#### [Excerpts from a dataset]
——————

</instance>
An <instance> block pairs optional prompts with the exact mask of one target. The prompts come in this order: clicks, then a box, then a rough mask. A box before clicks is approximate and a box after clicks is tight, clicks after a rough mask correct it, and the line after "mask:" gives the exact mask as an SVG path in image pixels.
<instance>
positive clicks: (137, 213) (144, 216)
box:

——————

#### [ACTION ITEM]
Restate each entry above word for word.

#### [RESPONSE FOR THIS EXERCISE]
</instance>
An <instance> block pairs optional prompts with the exact mask of one target. The prompts come in this order: clicks, then a box, then a rough mask. A box before clicks is approximate and a box after clicks is tight, clicks after a rough mask correct it, and the line after "mask:" gives the exact mask as an SVG path in image pixels.
<instance>
positive clicks: (137, 213) (144, 216)
box:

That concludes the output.